## Exercise brief
List each line of the entries below that contains the word "reflection".

[Pointing dataset entries]
⁂

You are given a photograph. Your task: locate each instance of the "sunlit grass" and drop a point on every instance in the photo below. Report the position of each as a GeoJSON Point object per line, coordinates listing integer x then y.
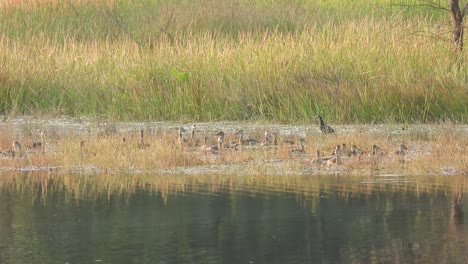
{"type": "Point", "coordinates": [283, 62]}
{"type": "Point", "coordinates": [433, 150]}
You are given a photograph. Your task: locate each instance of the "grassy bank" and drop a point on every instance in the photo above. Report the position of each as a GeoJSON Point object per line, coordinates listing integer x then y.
{"type": "Point", "coordinates": [282, 61]}
{"type": "Point", "coordinates": [107, 149]}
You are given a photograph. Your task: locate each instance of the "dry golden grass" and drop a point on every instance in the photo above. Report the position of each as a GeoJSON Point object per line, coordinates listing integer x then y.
{"type": "Point", "coordinates": [438, 152]}
{"type": "Point", "coordinates": [32, 4]}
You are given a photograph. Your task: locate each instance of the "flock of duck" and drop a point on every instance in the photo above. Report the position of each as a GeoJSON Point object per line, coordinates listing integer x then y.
{"type": "Point", "coordinates": [270, 139]}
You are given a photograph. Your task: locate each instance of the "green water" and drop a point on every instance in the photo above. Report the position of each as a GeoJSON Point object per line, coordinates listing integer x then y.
{"type": "Point", "coordinates": [40, 223]}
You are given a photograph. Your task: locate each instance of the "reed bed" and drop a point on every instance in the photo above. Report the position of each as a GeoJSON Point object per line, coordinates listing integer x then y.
{"type": "Point", "coordinates": [282, 61]}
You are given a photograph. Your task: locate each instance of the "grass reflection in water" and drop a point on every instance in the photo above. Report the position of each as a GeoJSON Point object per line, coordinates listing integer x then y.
{"type": "Point", "coordinates": [232, 219]}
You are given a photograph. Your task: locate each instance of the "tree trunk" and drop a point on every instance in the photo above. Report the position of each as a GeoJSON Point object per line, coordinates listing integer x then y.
{"type": "Point", "coordinates": [457, 19]}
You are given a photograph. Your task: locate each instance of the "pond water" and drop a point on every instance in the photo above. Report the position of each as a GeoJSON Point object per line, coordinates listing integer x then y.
{"type": "Point", "coordinates": [308, 219]}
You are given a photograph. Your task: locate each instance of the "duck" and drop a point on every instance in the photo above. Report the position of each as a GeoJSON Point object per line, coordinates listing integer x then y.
{"type": "Point", "coordinates": [302, 143]}
{"type": "Point", "coordinates": [401, 150]}
{"type": "Point", "coordinates": [376, 150]}
{"type": "Point", "coordinates": [336, 151]}
{"type": "Point", "coordinates": [142, 142]}
{"type": "Point", "coordinates": [242, 141]}
{"type": "Point", "coordinates": [355, 150]}
{"type": "Point", "coordinates": [39, 144]}
{"type": "Point", "coordinates": [181, 138]}
{"type": "Point", "coordinates": [326, 129]}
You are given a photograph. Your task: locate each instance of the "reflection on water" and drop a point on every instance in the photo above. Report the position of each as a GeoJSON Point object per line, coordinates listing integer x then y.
{"type": "Point", "coordinates": [216, 219]}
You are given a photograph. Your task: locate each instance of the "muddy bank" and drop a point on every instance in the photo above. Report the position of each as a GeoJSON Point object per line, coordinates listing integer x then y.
{"type": "Point", "coordinates": [82, 145]}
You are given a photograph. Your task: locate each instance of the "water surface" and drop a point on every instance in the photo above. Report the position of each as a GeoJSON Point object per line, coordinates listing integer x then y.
{"type": "Point", "coordinates": [307, 219]}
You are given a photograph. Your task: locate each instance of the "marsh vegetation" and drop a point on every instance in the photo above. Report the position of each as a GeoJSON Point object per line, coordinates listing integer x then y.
{"type": "Point", "coordinates": [281, 61]}
{"type": "Point", "coordinates": [261, 149]}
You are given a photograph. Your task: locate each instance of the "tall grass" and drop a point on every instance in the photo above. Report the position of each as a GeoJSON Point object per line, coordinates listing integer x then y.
{"type": "Point", "coordinates": [279, 61]}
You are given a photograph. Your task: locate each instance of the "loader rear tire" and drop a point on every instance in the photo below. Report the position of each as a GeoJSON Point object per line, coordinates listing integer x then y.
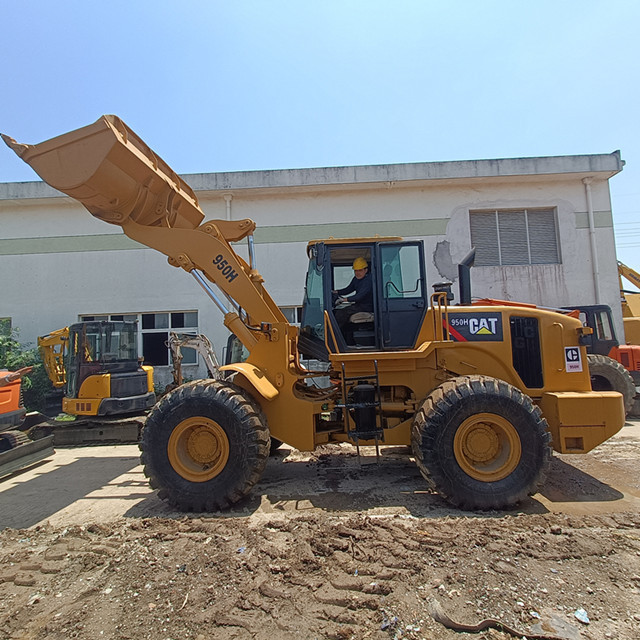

⁂

## Correct output
You are given a photograph. Your task: locate each instance of the "grass reflection in water" and drop a point on every instance in the photo above. Report the position of each as a GeoJSON Point object per line, coordinates listing integer x then y.
You are given a photograph. Your task: locate each instance of the "reflection on water" and drop a point on every instance in the photo above. Report the position of each as a GeoJSON Point object per line, coordinates listing integer x then y.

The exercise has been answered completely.